▶ [ENUNCIADO]: Formate como lista JSON de strings o trecho que vai da linha que contém "task | put one marker on every instance of the white" até a linha que contém "x=580 y=318", ambas incluídas, com uma string por linha e sem as linhas em branco. Omita as imagens na resposta.

★ ★ ★ ★

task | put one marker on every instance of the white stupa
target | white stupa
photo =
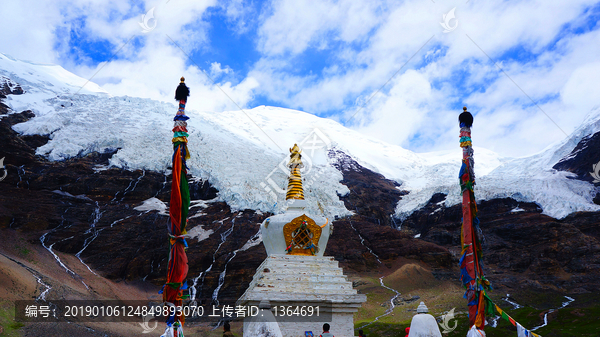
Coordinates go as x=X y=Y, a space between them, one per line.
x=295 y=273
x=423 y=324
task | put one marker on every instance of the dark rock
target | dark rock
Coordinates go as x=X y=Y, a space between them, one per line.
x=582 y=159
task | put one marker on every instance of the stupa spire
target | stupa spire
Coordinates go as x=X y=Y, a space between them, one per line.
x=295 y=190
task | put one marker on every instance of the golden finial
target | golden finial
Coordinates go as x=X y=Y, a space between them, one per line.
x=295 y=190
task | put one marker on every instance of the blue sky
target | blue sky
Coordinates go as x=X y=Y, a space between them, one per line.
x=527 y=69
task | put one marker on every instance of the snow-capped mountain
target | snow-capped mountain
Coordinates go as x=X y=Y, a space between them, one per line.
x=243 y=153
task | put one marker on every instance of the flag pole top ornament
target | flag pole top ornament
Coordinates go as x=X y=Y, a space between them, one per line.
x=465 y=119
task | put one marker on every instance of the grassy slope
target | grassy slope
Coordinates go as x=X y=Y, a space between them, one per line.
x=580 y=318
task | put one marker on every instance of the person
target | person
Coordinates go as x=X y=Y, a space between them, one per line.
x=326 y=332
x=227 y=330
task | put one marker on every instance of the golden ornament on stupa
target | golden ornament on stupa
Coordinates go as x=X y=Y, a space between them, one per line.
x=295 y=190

★ ★ ★ ★

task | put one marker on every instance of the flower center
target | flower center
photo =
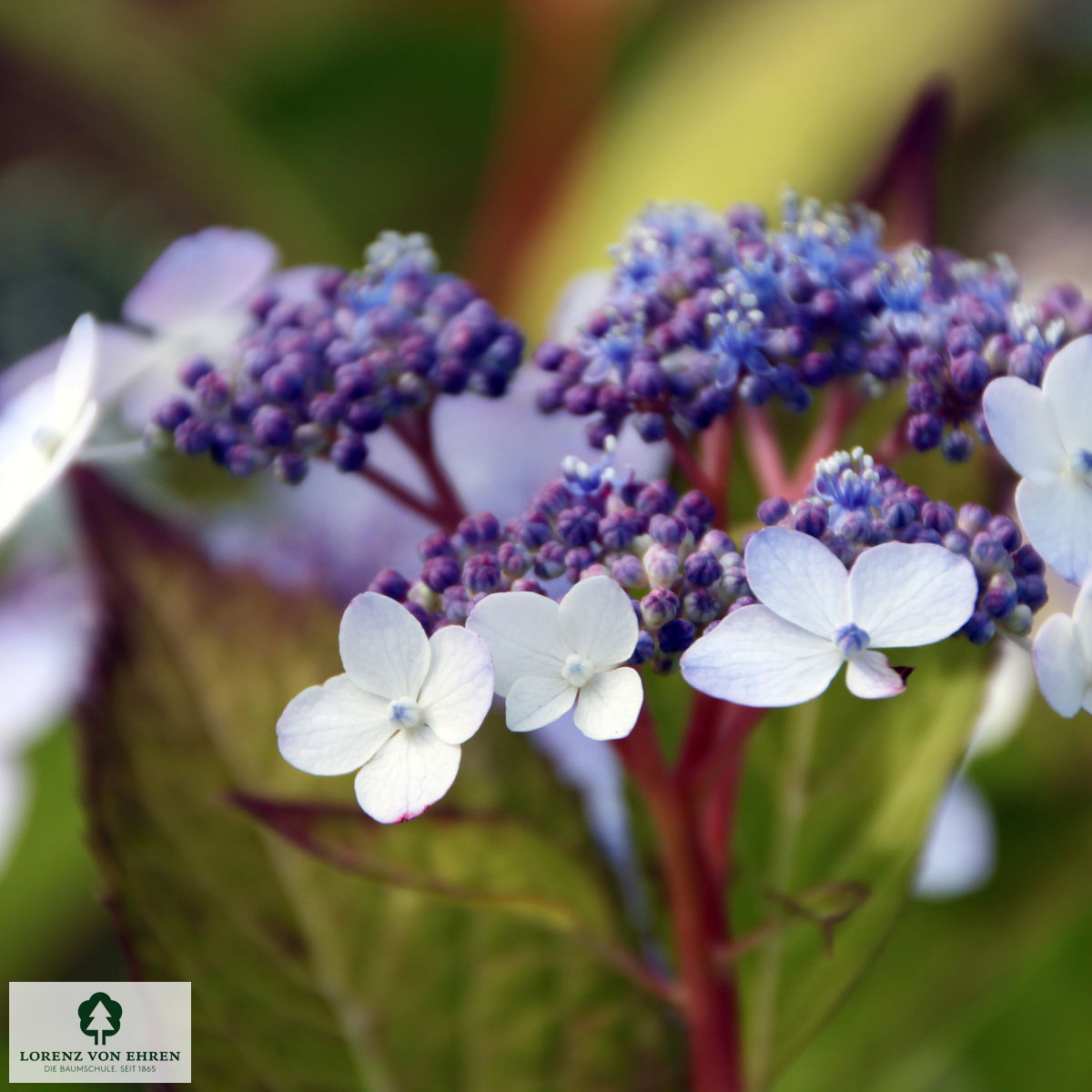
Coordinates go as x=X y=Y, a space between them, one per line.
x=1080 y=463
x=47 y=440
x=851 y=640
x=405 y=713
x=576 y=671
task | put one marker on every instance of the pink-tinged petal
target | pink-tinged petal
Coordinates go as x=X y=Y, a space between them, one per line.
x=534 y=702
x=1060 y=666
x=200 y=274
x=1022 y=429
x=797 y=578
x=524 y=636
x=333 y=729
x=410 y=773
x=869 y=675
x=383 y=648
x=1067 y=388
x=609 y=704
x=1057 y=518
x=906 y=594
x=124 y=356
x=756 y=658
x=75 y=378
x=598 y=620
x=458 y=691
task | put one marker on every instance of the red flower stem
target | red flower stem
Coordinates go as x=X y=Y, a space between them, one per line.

★ ★ ★ ★

▶ [RESULTADO]:
[
  "task | put one marker on every instance of the white stupa",
  "target | white stupa",
  "photo =",
  "Coordinates go as x=X y=Y, a space between them, one per line.",
  "x=295 y=273",
  "x=423 y=324",
  "task | put one marker on every instance of the dark rock",
  "target | dark rock",
  "Coordinates go as x=X y=Y, a space between them, one per line.",
  "x=582 y=159",
  "task | put one marker on every instance of the stupa spire",
  "target | stupa spire",
  "Coordinates go as x=X y=Y, a space between them, one per line.",
  "x=295 y=190",
  "task | put one marker on every instance of the golden finial",
  "target | golden finial",
  "Coordinates go as x=X y=Y, a space between them, one per line.",
  "x=295 y=190",
  "task | put one marker on every instance of the blue sky",
  "target | blue sky",
  "Coordinates go as x=X y=Y, a space between them, one per line.",
  "x=527 y=69",
  "task | put one marker on every instance of the snow-capped mountain",
  "target | snow-capped mountain",
  "Coordinates go as x=X y=Y, a space between them, one per line.",
  "x=243 y=153",
  "task | put one marker on every instance of the flag pole top ornament",
  "target | flag pole top ornament",
  "Coordinates go as x=X y=Y, a space between them, one per line.",
  "x=465 y=119",
  "task | put one marker on every instance of the grassy slope",
  "target | grassy slope",
  "Coordinates go as x=X y=Y, a space between them, one per line.",
  "x=580 y=318"
]